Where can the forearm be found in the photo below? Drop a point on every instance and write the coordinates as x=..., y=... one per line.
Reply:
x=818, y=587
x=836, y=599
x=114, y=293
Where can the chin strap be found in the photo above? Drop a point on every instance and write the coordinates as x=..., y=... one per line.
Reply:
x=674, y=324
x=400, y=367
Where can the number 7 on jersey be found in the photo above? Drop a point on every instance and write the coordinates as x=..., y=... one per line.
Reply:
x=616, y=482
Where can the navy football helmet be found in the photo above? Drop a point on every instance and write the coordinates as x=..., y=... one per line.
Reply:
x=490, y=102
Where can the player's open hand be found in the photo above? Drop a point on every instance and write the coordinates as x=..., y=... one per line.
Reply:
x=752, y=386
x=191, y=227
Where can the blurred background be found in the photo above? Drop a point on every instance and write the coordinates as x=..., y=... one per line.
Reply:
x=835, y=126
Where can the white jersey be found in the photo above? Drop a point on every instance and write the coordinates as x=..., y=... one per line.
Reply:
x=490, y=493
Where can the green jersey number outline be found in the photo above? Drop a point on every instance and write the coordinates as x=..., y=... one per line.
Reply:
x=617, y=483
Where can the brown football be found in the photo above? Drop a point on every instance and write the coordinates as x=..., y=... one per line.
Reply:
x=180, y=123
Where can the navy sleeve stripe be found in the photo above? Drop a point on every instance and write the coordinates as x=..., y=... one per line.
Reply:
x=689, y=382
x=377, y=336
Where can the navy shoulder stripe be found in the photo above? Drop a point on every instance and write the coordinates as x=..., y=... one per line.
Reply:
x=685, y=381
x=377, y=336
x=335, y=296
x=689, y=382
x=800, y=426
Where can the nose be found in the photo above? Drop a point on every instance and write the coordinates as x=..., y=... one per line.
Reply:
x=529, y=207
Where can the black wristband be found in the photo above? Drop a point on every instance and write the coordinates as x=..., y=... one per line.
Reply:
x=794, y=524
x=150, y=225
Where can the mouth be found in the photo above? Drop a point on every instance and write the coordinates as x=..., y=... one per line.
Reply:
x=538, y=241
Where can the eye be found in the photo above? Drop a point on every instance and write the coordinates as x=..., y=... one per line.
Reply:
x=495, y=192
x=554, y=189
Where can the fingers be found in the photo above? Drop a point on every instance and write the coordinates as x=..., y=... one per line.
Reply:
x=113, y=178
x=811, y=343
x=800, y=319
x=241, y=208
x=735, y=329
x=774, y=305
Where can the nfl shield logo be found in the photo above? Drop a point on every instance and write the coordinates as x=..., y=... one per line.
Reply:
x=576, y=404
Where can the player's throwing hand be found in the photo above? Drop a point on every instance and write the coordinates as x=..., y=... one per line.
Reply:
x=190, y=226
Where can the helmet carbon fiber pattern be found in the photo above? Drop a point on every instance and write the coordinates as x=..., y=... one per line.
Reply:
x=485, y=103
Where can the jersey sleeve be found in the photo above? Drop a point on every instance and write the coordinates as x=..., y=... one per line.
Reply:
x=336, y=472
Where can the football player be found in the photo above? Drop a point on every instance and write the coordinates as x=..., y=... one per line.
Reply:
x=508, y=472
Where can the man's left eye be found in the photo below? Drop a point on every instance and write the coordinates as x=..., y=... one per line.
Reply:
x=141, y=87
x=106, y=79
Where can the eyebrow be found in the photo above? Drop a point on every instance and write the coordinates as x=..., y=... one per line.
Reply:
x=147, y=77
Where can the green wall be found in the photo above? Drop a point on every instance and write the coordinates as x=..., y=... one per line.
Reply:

Directions for this task:
Rewrite the material from the line with "Where can the helmet" to the line with "x=485, y=103", changing "carbon fiber pattern" to "carbon fiber weave" and keeping everything else as it is.

Result of the task:
Where can the helmet carbon fiber weave be found in the photo above? Drop a point on every instance and write the coordinates as x=..., y=... one per line.
Reply:
x=485, y=103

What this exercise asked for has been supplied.